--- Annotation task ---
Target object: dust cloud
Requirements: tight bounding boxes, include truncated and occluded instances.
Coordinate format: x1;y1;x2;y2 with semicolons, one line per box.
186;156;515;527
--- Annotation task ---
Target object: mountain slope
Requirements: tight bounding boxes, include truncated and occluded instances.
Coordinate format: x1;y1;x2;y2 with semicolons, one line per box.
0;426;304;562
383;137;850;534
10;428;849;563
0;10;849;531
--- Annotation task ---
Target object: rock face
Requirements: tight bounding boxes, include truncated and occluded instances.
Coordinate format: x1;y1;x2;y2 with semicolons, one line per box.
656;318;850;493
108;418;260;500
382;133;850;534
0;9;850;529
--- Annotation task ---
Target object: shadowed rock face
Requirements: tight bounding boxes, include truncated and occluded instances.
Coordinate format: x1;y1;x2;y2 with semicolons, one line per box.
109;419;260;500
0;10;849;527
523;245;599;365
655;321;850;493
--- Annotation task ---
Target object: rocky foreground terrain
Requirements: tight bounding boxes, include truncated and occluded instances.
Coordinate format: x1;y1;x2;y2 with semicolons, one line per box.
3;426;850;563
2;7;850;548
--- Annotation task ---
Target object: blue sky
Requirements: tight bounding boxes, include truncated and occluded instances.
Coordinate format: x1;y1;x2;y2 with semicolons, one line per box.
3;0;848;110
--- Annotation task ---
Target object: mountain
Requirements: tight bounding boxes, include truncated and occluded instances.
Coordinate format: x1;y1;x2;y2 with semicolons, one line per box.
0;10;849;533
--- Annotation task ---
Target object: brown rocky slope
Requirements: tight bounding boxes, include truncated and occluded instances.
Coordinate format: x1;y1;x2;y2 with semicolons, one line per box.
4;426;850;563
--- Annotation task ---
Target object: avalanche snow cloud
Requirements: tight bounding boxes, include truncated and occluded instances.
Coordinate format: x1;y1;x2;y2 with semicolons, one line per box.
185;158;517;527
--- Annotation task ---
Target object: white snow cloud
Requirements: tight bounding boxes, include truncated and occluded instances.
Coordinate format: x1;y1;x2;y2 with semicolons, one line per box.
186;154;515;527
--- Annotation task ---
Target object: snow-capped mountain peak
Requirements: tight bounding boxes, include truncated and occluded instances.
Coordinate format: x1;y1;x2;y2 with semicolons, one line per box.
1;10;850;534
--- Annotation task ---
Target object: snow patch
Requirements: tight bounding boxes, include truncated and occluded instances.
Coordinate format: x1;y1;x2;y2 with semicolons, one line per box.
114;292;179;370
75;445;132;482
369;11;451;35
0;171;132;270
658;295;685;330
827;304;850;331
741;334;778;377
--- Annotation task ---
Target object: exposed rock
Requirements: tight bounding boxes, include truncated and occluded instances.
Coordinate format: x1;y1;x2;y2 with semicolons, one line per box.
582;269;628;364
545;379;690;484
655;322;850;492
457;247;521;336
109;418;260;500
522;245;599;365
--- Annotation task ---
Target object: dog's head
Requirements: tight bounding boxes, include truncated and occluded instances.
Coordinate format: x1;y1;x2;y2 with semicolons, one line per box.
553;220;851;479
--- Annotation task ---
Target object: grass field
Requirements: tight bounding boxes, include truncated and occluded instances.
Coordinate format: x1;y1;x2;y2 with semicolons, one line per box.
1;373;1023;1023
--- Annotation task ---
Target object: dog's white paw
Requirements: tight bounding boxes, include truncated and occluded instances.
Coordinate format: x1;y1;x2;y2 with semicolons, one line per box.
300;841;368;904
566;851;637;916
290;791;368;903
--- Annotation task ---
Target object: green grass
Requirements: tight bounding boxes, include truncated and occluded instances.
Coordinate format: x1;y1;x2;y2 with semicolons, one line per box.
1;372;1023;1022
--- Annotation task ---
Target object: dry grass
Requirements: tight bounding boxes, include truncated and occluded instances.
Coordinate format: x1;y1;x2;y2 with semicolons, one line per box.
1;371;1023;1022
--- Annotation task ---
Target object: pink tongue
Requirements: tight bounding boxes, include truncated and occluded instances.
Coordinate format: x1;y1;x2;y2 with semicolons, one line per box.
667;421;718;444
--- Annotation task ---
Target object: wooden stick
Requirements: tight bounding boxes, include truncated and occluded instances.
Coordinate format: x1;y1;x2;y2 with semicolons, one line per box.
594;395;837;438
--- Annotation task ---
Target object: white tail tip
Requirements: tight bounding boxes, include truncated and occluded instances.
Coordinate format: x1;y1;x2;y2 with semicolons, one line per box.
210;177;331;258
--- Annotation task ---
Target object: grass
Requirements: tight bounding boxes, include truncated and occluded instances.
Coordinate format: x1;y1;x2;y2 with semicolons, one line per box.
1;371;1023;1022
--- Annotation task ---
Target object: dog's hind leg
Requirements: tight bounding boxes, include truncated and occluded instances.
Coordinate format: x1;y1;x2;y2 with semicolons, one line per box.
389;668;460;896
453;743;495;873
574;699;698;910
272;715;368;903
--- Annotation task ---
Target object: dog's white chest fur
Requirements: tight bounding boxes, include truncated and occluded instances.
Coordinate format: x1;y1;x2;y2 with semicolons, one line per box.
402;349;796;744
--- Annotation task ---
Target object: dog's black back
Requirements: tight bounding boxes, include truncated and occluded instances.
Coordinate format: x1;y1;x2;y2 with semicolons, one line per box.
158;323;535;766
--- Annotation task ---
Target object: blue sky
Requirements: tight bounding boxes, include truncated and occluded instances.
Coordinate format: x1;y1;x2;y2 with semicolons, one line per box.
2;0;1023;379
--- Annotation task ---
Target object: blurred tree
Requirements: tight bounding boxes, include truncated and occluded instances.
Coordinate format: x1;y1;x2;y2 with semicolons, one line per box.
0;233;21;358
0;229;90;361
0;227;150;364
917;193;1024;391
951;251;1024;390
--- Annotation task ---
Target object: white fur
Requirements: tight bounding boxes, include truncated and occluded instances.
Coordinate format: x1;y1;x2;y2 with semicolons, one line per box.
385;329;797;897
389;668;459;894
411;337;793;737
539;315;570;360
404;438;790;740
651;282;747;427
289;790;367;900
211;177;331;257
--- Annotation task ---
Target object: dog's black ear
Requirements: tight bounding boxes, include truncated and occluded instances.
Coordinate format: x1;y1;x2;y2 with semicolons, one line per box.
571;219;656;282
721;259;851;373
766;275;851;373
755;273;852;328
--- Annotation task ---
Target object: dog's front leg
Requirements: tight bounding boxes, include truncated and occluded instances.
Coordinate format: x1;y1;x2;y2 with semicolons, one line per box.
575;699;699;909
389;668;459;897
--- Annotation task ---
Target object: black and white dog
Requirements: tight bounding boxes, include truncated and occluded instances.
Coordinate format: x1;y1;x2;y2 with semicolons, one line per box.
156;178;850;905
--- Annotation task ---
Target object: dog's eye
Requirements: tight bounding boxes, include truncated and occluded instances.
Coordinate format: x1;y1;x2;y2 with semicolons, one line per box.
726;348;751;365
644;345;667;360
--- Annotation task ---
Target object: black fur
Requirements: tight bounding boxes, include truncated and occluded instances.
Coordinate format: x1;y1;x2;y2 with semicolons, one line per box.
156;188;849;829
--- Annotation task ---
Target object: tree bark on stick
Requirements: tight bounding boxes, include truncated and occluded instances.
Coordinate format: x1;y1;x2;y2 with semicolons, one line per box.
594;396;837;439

- Instructions for the task -
Go through the data and copy each line exactly as it reads.

- Solution below -
--- Annotation task ---
Target object: dust cloud
Requirements: tight bounding boxes, include truncated and occluded instances.
Coordinate format: x1;y1;x2;y2 with semicolons, one line per box.
186;156;515;527
--- Annotation task ---
Target object: mountain slope
Requirements: tight bounding boxes, include truncated and occluded instances.
Coordinate format: x1;y1;x2;y2 with semicolons, one line per box.
0;426;304;562
383;137;850;534
10;428;849;563
0;10;849;531
--- Annotation task ---
Target object: rock face
Requirements: tight bounding boxes, include truncated and occluded instances.
Coordinate format: x1;y1;x2;y2 with semicolons, one line per box.
656;318;850;493
108;418;260;500
382;133;850;534
0;9;850;529
--- Annotation task ---
Target object: shadowed rock face
Requirements: tight bounding boxes, include truncated and occluded instances.
Coordinate format: x1;y1;x2;y2 with semicolons, one line per box.
109;419;260;500
0;10;849;527
523;245;599;365
655;321;850;493
--- Annotation task ---
Target object: rocky foreground terrain
Requirements: tight bounding boxes, include truncated and occluded instances.
Coordinate format: x1;y1;x2;y2 with semicolons, one line per box.
3;426;850;563
2;7;850;548
--- Annotation task ---
Target object: blue sky
Requirements: tight bounding boxes, include truncated and occluded instances.
Coordinate format: x1;y1;x2;y2 with semicolons, one line per box.
3;0;848;110
--- Annotation task ---
Target object: mountain
Requirements: tight bounding boxes, include truncated and occluded instances.
Coordinate format: x1;y1;x2;y2 with semicolons, one line per box.
0;10;849;533
--- Annotation task ---
Target object: brown rocky slope
Requirements: tight bounding boxes, include truncated and occluded instances.
Coordinate format: x1;y1;x2;y2 with semicolons, one line per box.
4;426;850;563
--- Annotation task ---
Target object: avalanche snow cloud
Requirements: tight bounding boxes, include truncated and occluded instances.
Coordinate format: x1;y1;x2;y2 with semicolons, one line per box.
185;158;517;527
--- Annotation task ---
Target object: white snow cloud
Requirements: tight bounding boxes, include truncated and occluded instances.
Coordinate format: x1;y1;x2;y2 with semicolons, one line per box.
186;154;515;527
--- Annotation task ---
Target object: snow-capped mountain peak
Requirements: tight bounding boxes, include truncated and occluded instances.
Coordinate format: x1;y1;x2;y2 with semicolons, one line per box.
1;10;850;534
--- Annotation task ---
Target object: snow patch
Requirements: tight bounding boxes, include truncated and occluded instances.
Coordinate format: x1;y1;x2;y2 with semicolons, one line per box.
114;292;179;370
75;445;132;482
369;11;451;35
0;171;132;270
658;295;685;330
827;304;850;331
741;334;778;377
--- Annotation task ---
Target object: exposed rock
Requirements: tight bounding boxes, include truncated and occluded instances.
Coordinate format: x1;y1;x2;y2 with semicolons, one line per box.
582;269;628;364
545;379;690;484
655;322;850;492
457;247;521;336
109;418;260;500
522;245;599;365
--- Annotation task ---
Target object: dog's head
Requirements: tight bounding boxes, include truncated and occluded instances.
Coordinate format: x1;y1;x2;y2 with semicolons, one line per box.
553;220;851;479
--- Annotation task ---
Target object: grass field
Requirements: tight bounding boxes, include truncated and occluded instances.
Coordinate format: x1;y1;x2;y2 with semicolons, one line per box.
1;373;1023;1023
--- Annotation task ---
Target object: dog's white paw
Requirements: tight bounding boxes, include truncated and occluded instances.
Coordinate format: x1;y1;x2;y2 with semicolons, one line per box.
300;841;368;904
566;851;637;916
290;791;368;903
--- Annotation task ---
Target object: green grass
Requirements: tight bounding boxes, include truncated and occluded instances.
Coordinate format: x1;y1;x2;y2 with semicolons, one line per box.
1;372;1023;1022
--- Annotation task ---
Target object: dry grass
Requirements: tight bounding boxes, include truncated and occluded instances.
Coordinate format: x1;y1;x2;y2 with semicolons, one line per box.
1;371;1023;1022
--- Annotation task ---
Target object: pink tongue
Requirements: tight bounding boxes, include truncated and occluded instances.
Coordinate format: x1;y1;x2;y2 with semicolons, one line per box.
667;421;718;444
--- Annotation task ---
Target object: wooden stick
Requirements: tight bounding boxes, include truncated and occluded instances.
Coordinate format: x1;y1;x2;y2 with semicolons, one line per box.
594;395;837;438
--- Annotation task ---
Target object: white tail tip
Requirements: tight bounding boxes, include truncated and occluded instances.
Coordinate format: x1;y1;x2;y2 with semicolons, one line per box.
210;177;331;258
--- Annotation task ---
Target object: grass
Requirements: tight bounding boxes, include truncated and occluded instances.
Coordinate format: x1;y1;x2;y2 with semicolons, one line per box.
1;371;1023;1022
--- Annotation task ---
Target object: dog's hind leg
Requirements: tight bounding boxes, include truncated and occluded instances.
Coordinate format: x1;y1;x2;y2 with semicolons, one line per box.
389;668;460;896
453;743;495;873
574;699;698;910
272;715;368;903
--- Annotation task ---
Target object: dog's white chest fur
Requirements: tight bounding boxes, include truncated and occluded instances.
Coordinate format: x1;y1;x2;y2 with semicolons, one line per box.
402;349;796;744
--- Annotation task ---
Target object: dog's black back
Requirements: tight bounding boxes, include truncated and occluded instances.
Coordinate format: x1;y1;x2;y2 with semicolons, one line per box.
158;323;535;766
--- Annotation task ---
Target object: blue sky
Requirements: tight bounding boxes, include truncated and occluded instances.
Coordinate format: x1;y1;x2;y2 with semicolons, one line per box.
2;0;1023;379
--- Annotation task ---
Target object: blurred tree
Requirements: tight bounding boxes, include truncated and occluded instances.
Coordinate format: x1;y1;x2;y2 with semicolons, one line per box.
0;233;21;358
0;229;90;361
0;227;150;364
917;193;1024;391
951;251;1024;390
--- Annotation task ---
Target object: white fur
Requirements: tight bounding boxes, include truncated and occluded instances.
Coordinate format: x1;y1;x2;y2 with semicolons, one line per box.
385;329;797;897
389;668;459;894
411;337;793;737
539;315;570;360
404;438;790;740
651;282;747;427
289;790;367;900
211;177;331;257
--- Annotation task ---
Target object: dog's black ear
Requirements: tight bounding boxes, include truncated and occluded instances.
Coordinate format: x1;y1;x2;y2 with semicolons, one line per box.
571;219;656;282
721;259;851;373
766;275;851;373
755;273;852;328
--- Annotation task ---
Target object: dog's front leg
Requirements: tight bounding boxes, include truncated and occluded instances.
Coordinate format: x1;y1;x2;y2 with semicolons, one line per box.
575;699;699;909
389;668;459;897
--- Annotation task ---
Target object: black and white dog
Requirements: tight bounding boxes, include truncated and occluded instances.
Coordinate format: x1;y1;x2;y2 with semicolons, one line per box.
156;178;850;905
--- Annotation task ---
Target object: dog's eye
Requirements: tight bounding boxes, include truncated and occluded instances.
Coordinate format: x1;y1;x2;y2 with semicolons, one line per box.
726;348;751;365
644;345;667;360
--- Annotation task ---
Target object: black fur
Requirements: tight bounding boxes, include truncated and occluded instances.
Coordinate format: x1;y1;x2;y2 with semicolons, one line per box.
156;188;849;829
--- Annotation task ---
Target object: tree bark on stick
Requirements: tight bounding boxes, include truncated and occluded instances.
Coordinate format: x1;y1;x2;y2 with semicolons, one line per box.
594;396;837;439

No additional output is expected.